作業指示: 下に掲げる濡れワイヤ塔による気-液間熱・物質移動に関する研究概要について、最後の文に続く部分を書き継いでください。

原文:

=-=-=-=-=

濡れワイヤ塔による気-液間熱・物質移動操作
【研究分野】熱工学
【研究キーワード】
ガス吸収 / ガス分離 / 物質移動 / 伝熱 / 環境保全 / エネルギー利用 / 二酸化炭素問題
【研究成果の概要】
本研究は,研究代表者らが"数珠状液滴列"(string-of-beads flow)と呼ぶワイヤ上の特異な液流様式を利用し,高い体積基準熱・物質伝達率,高い液体側の移軸効率(transfer efficiency),低いガス側圧力損失を併せ持つ新しい形式の気-液接触装置開発の可能性を探ることを目的としたものである.本研究全体は,それぞれ目標を限定したいくつかの個別研究から成る.それらの実施内容と得られた成果は以下の通りである.
1.CO_2/N_2混合ガスの流路中に懸垂された単一のワイヤ上を流下するMEA(モノエタノールアミン)水溶液の数珠状液滴列へのCO_2吸収について,パラメトリックな実験を行うと共に,二酸化炭素とMEAの化学反応を考慮した解析モデルを構築した.

=-=-=-=-=

データ抜粋:

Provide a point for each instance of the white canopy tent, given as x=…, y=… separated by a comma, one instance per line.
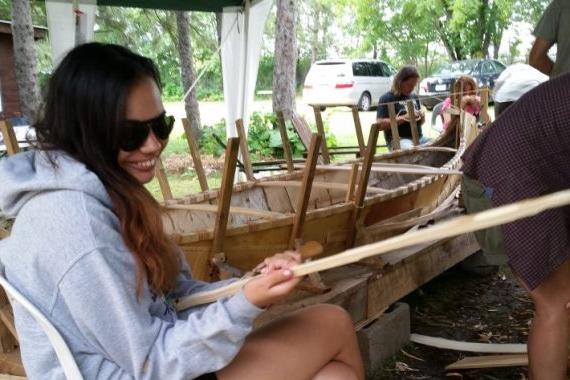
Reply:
x=72, y=22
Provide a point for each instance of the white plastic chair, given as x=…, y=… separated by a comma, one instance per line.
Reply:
x=63, y=353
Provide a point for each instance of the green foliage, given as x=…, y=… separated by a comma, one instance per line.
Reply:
x=208, y=144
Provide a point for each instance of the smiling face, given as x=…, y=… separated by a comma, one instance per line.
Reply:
x=143, y=103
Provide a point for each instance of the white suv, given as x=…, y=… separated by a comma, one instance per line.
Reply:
x=347, y=82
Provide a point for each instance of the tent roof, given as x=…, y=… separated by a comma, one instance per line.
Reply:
x=188, y=5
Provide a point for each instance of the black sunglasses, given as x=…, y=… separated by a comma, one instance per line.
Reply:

=-=-=-=-=

本課題の解答:
2.均等に配列された109本のワィヤに沿ってMEA水溶液を流下させる濡れワイヤ塔のプロトタイプを試作し,CO_2/N_2混合ガスからのCO_2吸収に関する実験を実施した.濡れワイヤ塔のガス吸収性能は充填塔のそれにほぼ匹敵し,一方,ガス流の圧力損失は1/100のオーダーまで低減させ得ることが確認された.
3.各ワイヤ上を流下する吸収液の温度を制御する仕組みを考案した.この温度制御機能を付加した濡れワイヤ塔(ワイヤ109本内蔵)を試作し,上記構想の実現性を確認した.さらに140℃程度までのCO_2/N_2混合ガスを使用できる濡れワイヤ塔を製作し,これを用いた実験によって,ガス温度によっては吸収液の温度制御が吸収性能向上に寄与し得ることを確認した.
4.温度制御機能を持つ回流式風洞に109本のワイヤ束を組み込んだ気-液熱交換実験装置を製作した.ワイヤ上にはシリコン油を熱回収媒体として流下させて,加熱空気流からシリコン油への伝熱特性を調べ,産業廃ガスからの熱回収のような熱的操作への濡れワイヤ塔の適用性を確認した.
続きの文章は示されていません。